**** Page text ****

Pepperdine professor Dr. Donna Nofziger describes her teaching style as “very interactive.”
“I’m always asking questions and I like to partner with my students where I feel like we’re in it together,” she said in a recent phone interview with The Malibu Times. “I don’t want them passively sitting memorizing information. I like give and take in the classroom.”
But when Pepperdine classes went online in March due to the novel coronavirus pandemic. there were no more students in the classroom. They were forced home—scattered all over the world. The professor with 21 years at the university under her belt said it was a blow to have students “separated from the community we build.”
“It was upsetting for everyone involved,” she said. “I struggled with how to keep class interactive. I felt adrift in terms of my pedagogy—of the way I teach my classes. I didn’t want them just sitting, staring at a computer screen.”

**** Source material ****

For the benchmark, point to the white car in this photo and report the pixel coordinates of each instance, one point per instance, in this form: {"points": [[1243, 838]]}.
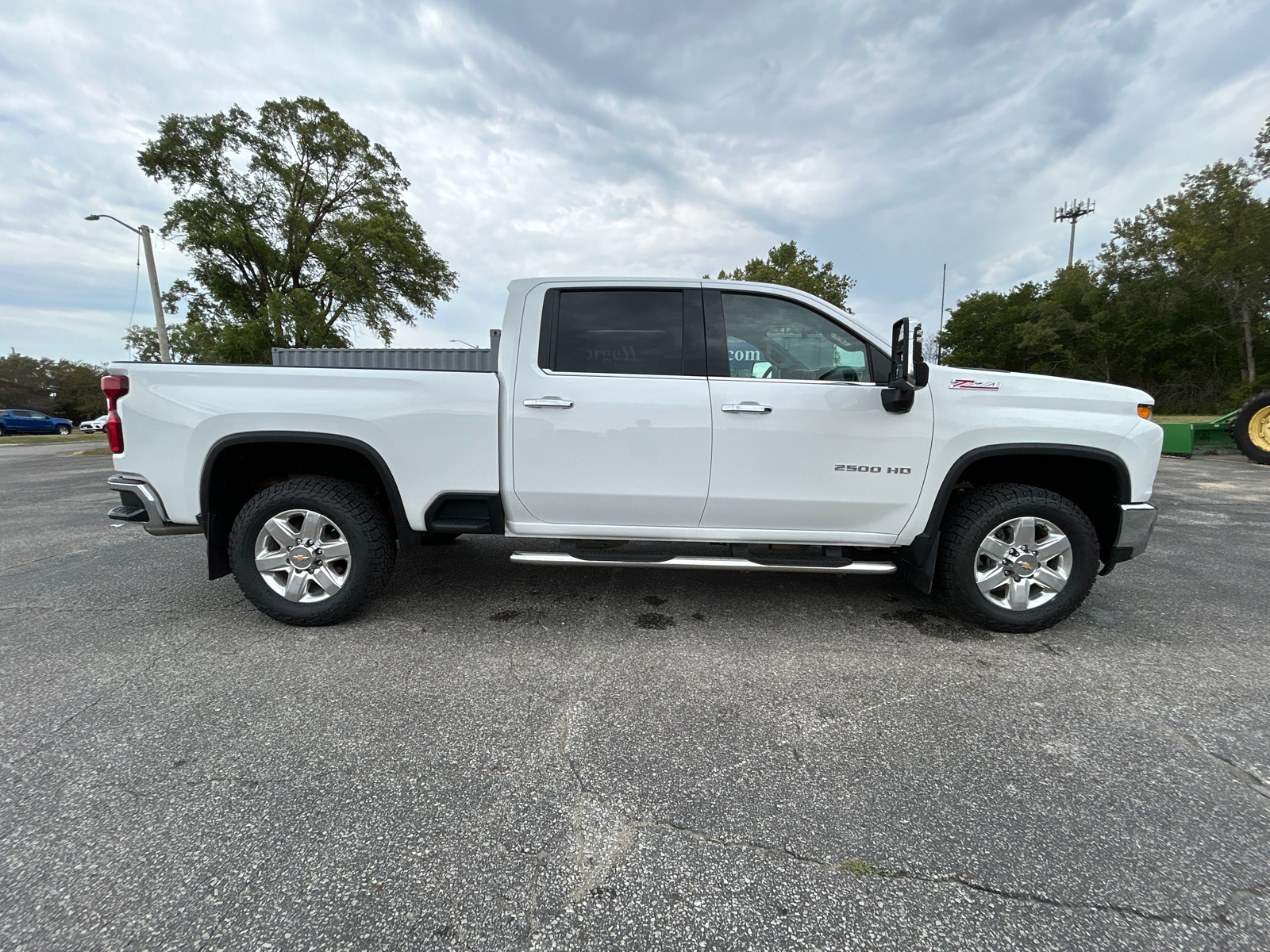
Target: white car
{"points": [[628, 418]]}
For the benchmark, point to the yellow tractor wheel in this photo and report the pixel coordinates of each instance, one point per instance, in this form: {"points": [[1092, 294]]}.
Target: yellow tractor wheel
{"points": [[1251, 428]]}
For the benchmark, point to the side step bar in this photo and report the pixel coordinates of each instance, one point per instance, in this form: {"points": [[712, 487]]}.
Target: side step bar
{"points": [[704, 562]]}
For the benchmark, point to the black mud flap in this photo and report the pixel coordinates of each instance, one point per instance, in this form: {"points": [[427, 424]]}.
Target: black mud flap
{"points": [[918, 562]]}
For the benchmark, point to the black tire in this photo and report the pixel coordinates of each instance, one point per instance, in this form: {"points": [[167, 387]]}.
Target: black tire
{"points": [[973, 516], [368, 530], [1251, 429]]}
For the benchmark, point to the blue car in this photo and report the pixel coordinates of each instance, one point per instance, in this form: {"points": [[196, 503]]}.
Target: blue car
{"points": [[14, 422]]}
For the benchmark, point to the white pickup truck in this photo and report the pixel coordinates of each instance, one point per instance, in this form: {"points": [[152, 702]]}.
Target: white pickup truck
{"points": [[645, 423]]}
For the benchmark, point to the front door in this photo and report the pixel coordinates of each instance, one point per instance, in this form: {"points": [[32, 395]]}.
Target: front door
{"points": [[611, 418], [800, 438]]}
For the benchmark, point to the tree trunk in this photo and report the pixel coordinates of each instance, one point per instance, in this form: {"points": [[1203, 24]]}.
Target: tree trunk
{"points": [[1251, 361]]}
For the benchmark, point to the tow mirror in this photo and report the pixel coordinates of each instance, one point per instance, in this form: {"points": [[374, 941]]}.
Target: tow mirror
{"points": [[899, 395]]}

****

Requirement A:
According to the Pepperdine article, how many years has Dr. Donna Nofziger been at the university?
Requirement B:
List every person and organization named in the Pepperdine article.

Answer A:
21 years.

Answer B:
Dr. Donna Nofziger, Pepperdine, The Malibu Times